TEXT PROVIDED –

+--

There might be legitimate reasons for dismissing the general approach taken by mainstream economic theory, but what you seem to be saying ("hmmm, my intuition is that this stuff doesn't focus enough on accurately predicting the real world") is not a reasoned critique.
[+] [-] westurner|7 years ago|reply
pandaSDMX can pull SDMX data from e.g. ECB, Eurostat, ILO, IMF, OECD, UNSD, UNESCO, World Bank; with requests-cache for caching data requests: https://pandasdmx.readthedocs.io/en/latest/#supported-data-p...
The scikit-learn estimator interface includes a .score() method. "3.3. Model evaluation: quantifying the quality of predictions" https://scikit-learn.org/stable/modules/model_evaluation.htm...
statsmodels also has various functions for statistically testing models: https://www.statsmodels.org/stable/
"latex2sympy parses LaTeX math expressions and converts it into the equivalent SymPy form" and is now merged into SymPy master and callable with sympy.parsing.latex.parse_latex(). It requires antlr-python-runtime to be installed. https://github.com/augustt198/latex2sympy https://github.com/sympy/sympy/pull/13706
IDK what Julia has for economic data retrieval and model scoring / cost functions?
[+] [-] cirgue|7 years ago|reply
You say this as though using mock-up data to teach techniques isn't a universal practice in literally every other discipline.
[+] [-] BeetleB|7 years ago|reply
Pretty much every course I took in undergrad physics had no real world data. The intro level courses were especially fun, when we'd go into the lab and get such horrible data that we'd never conclude what they're teaching in the theory classes. We wondered what the point of the lab even was.

+--

(Saved entries)

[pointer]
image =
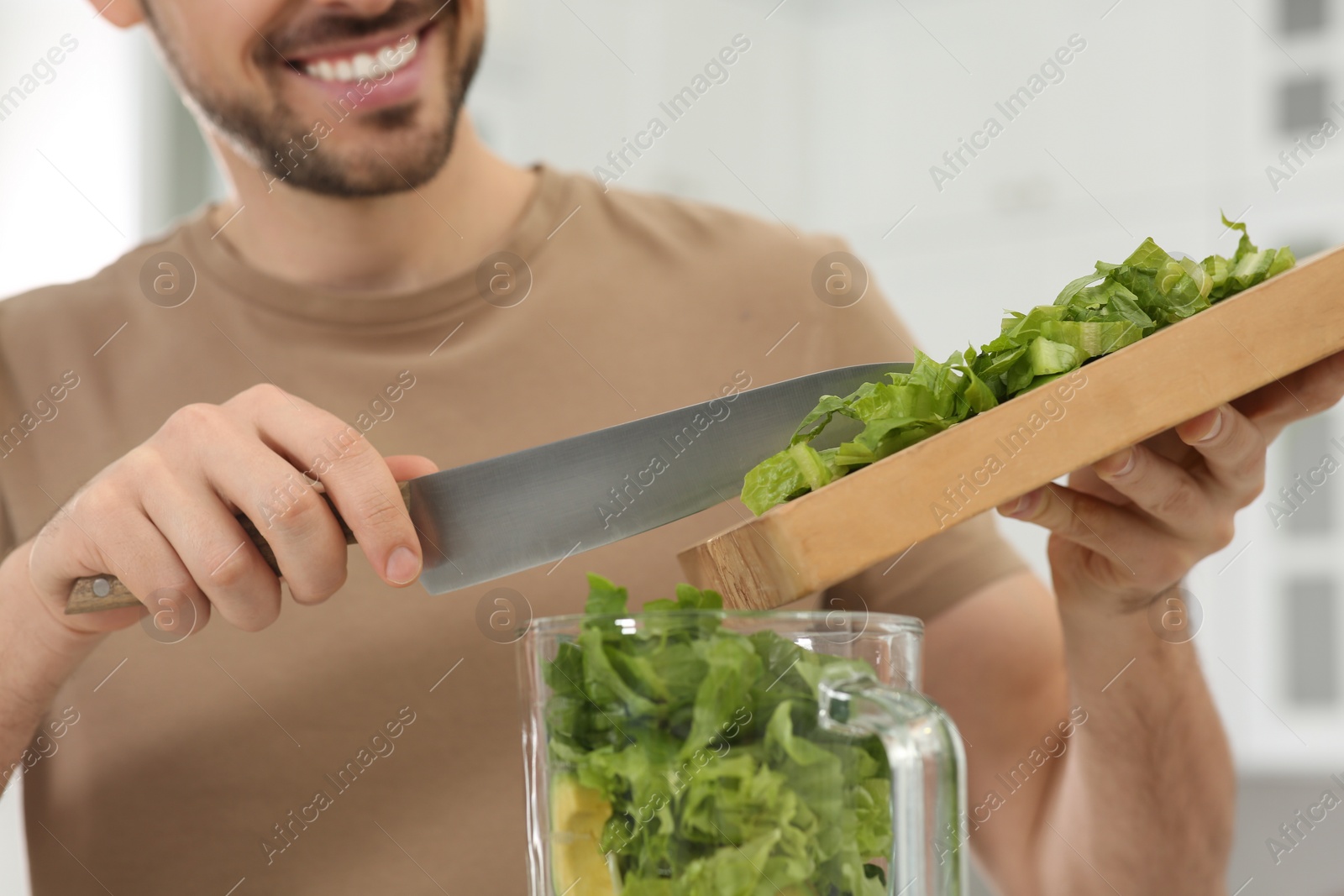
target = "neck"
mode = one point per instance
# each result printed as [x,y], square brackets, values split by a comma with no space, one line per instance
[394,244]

+--

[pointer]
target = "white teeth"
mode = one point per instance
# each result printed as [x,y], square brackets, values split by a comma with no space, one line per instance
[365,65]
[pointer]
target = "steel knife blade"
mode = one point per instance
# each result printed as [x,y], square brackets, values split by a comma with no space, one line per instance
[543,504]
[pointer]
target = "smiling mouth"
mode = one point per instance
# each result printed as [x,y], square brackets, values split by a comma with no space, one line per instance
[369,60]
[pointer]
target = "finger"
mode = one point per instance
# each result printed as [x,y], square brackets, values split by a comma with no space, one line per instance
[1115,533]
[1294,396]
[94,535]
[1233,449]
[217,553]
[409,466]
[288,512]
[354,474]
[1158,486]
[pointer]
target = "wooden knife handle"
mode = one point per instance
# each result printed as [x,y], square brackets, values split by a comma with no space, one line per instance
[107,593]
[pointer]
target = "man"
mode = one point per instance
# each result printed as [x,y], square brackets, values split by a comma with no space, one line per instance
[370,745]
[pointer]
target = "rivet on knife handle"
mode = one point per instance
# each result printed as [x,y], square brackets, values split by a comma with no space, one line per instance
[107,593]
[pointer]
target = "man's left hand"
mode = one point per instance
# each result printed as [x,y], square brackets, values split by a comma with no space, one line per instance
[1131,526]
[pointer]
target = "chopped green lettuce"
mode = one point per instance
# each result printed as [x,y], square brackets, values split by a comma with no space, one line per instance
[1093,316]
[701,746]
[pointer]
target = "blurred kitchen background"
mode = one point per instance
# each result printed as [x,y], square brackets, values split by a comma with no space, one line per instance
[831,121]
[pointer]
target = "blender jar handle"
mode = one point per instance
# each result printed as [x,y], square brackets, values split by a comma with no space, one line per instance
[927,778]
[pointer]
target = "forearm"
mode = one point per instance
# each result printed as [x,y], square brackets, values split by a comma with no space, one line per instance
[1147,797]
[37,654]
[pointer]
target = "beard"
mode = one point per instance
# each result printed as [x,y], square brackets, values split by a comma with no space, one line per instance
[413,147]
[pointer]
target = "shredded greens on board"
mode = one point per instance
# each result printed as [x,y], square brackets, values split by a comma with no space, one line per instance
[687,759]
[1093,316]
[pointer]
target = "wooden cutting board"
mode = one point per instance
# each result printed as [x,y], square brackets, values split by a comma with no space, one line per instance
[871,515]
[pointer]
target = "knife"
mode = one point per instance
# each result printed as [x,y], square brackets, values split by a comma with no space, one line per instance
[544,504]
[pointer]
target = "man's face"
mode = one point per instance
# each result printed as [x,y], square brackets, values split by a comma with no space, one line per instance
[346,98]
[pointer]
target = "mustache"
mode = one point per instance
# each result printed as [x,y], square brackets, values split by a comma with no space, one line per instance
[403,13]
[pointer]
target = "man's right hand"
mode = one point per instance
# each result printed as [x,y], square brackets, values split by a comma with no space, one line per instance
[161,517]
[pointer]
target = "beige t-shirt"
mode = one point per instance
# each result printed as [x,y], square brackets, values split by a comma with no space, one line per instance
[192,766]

+--

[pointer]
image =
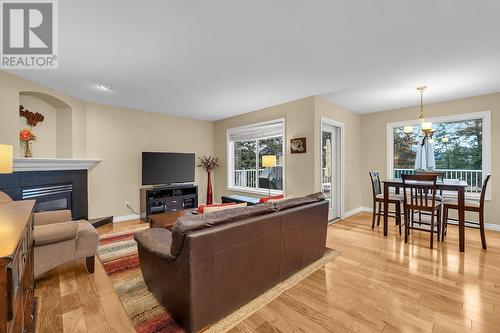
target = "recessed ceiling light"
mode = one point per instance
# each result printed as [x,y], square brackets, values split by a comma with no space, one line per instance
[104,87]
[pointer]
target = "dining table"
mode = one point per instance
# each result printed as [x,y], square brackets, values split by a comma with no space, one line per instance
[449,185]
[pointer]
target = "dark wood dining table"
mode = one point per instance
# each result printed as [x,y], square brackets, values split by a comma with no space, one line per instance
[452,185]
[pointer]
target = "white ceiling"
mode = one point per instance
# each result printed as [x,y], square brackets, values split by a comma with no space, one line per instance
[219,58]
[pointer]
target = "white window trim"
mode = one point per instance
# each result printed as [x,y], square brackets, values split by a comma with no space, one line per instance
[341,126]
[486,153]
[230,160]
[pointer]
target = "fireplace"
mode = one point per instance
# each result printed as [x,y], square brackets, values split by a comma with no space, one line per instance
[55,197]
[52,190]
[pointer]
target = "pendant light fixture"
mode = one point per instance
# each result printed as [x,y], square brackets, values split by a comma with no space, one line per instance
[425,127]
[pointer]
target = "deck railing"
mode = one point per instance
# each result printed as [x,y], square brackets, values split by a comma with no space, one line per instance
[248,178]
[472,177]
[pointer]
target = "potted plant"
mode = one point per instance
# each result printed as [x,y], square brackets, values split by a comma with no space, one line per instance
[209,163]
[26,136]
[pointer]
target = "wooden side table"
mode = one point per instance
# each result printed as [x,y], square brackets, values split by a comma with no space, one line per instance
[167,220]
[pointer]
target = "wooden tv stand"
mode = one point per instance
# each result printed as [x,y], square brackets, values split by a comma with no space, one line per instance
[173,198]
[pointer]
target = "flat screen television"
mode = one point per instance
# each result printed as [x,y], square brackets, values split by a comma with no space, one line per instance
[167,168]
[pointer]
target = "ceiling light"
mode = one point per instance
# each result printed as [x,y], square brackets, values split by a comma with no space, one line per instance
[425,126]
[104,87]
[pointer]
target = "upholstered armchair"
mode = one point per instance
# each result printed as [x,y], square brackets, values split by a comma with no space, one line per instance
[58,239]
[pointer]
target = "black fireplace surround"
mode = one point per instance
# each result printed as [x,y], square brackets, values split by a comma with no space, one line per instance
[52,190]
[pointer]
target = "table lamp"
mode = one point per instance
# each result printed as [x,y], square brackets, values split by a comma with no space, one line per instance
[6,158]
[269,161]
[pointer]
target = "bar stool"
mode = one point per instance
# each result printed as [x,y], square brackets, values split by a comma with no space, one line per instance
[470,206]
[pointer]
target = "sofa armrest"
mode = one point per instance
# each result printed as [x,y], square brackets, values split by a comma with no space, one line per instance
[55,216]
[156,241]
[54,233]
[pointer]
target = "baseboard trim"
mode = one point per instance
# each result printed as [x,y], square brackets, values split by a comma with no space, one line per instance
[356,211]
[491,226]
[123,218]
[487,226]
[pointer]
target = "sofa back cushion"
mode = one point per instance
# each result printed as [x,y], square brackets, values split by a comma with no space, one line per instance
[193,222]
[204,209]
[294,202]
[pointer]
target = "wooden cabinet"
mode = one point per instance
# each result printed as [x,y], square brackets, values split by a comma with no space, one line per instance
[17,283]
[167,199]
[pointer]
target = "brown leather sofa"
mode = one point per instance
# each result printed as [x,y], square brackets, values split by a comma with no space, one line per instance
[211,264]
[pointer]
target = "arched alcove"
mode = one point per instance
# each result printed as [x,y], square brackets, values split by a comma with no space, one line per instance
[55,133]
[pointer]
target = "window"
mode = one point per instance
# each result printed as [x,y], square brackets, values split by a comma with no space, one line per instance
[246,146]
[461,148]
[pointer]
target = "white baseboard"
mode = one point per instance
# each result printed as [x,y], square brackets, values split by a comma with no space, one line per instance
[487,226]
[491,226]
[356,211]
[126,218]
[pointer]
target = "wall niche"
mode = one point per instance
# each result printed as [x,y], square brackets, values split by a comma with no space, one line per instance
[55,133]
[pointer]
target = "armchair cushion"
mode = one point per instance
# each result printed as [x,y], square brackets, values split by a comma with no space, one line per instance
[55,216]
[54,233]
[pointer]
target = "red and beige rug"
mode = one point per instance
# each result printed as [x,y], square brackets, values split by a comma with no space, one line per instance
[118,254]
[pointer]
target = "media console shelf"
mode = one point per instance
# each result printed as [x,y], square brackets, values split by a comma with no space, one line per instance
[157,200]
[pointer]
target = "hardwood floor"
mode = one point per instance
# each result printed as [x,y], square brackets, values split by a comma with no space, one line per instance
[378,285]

+--

TASK – According to the forum thread, what must be installed to use sympy.parsing.latex.parse_latex()? These entries come from a separate source.

SOLUTION BELOW – antlr-python-runtime